2013 Calvin Awards: Best Actor

By Reagen Sulewski

February 21, 2013

I hope the penny stays around forever.

In many respects, the voters of BOP have gone quite mainstream and traditional for Best Actor this year, as we agree with a lot of the critical consensus on the leading male performances this year. Or to put it another way, the critical consensus agrees with us, because we're taste makers like that. Oh yeah. Anyway, since this has been a year with several amazing performances, it isn't even really worth it to start disputing. We do get a few of our idiosyncratic favorites in there of course, but...

The runaway winner for Best Actor this year, even getting votes from Bradley Cooper's mom, is Daniel Day-Lewis for Lincoln as, let me check my notes here... Abraham Lincoln. While it's utterly unsurprising that Day-Lewis would turn in a great performance – it's much easier to count his poor performances than his good to great ones – his ability to amaze has not diminished in the slightest. Recall that this is the same person who played Bill the Butcher and Daniel Plainview, and in this film inhabited the role of Lincoln, whose soft-spoken (albeit fiercely determined) demeanor couldn't be further away from those characters.

* **LISTING**

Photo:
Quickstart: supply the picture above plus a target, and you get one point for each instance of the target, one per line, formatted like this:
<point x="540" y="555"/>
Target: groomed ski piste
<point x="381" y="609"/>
--
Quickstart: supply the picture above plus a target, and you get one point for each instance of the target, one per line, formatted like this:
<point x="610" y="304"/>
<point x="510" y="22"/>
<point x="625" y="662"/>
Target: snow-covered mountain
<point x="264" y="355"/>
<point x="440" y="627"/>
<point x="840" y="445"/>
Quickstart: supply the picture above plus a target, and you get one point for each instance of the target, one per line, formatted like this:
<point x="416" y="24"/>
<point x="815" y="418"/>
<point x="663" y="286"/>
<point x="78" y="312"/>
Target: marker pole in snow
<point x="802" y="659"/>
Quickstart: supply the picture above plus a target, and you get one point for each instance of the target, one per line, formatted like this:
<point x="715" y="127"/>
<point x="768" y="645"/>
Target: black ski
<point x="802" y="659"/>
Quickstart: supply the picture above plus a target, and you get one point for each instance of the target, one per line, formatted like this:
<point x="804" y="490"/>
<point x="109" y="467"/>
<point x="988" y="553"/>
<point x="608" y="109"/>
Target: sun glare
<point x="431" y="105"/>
* * *
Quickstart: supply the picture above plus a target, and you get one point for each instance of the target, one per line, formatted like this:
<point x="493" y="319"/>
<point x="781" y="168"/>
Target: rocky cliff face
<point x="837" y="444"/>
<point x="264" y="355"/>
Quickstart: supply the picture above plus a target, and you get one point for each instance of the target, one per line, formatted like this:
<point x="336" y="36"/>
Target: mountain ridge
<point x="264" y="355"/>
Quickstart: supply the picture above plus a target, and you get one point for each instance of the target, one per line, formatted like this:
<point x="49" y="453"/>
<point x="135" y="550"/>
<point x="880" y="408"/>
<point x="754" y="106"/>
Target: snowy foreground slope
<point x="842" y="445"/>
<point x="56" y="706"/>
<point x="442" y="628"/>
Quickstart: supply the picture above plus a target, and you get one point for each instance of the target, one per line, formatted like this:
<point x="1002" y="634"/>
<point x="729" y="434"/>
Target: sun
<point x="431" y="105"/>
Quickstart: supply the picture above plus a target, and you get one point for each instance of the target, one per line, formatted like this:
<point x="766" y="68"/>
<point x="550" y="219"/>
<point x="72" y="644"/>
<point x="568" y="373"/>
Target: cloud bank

* **TASK SET**
1. In the Best Actor article, which film and role won Daniel Day-Lewis the award?
2. According to the Best Actor article, why does the writer think it isn't worth disputing this year's picks?
3. Continue the Best Actor article after its last sentence.

* **OUTPUTS FOR THE TASKS**
1. He won for Lincoln, in the role of Abraham Lincoln.

2. The writer says this year had several amazing performances, so there is little point in disputing the choices.

3.
Famous for going to extraordinary lengths to find authenticity in his characters, I would not be shocked to learn that he actually invented time travel in order to better inform himself about how to play this. Of course, mere mimicry would hardly be worth this kind of praise, and Day-Lewis also found the humanity in a deeply conflicted and principled man who was tested at perhaps the most crucial point in his life. In short, Day-Lewis remains perhaps the most versatile actor of our generation, and continues to prove it at every step.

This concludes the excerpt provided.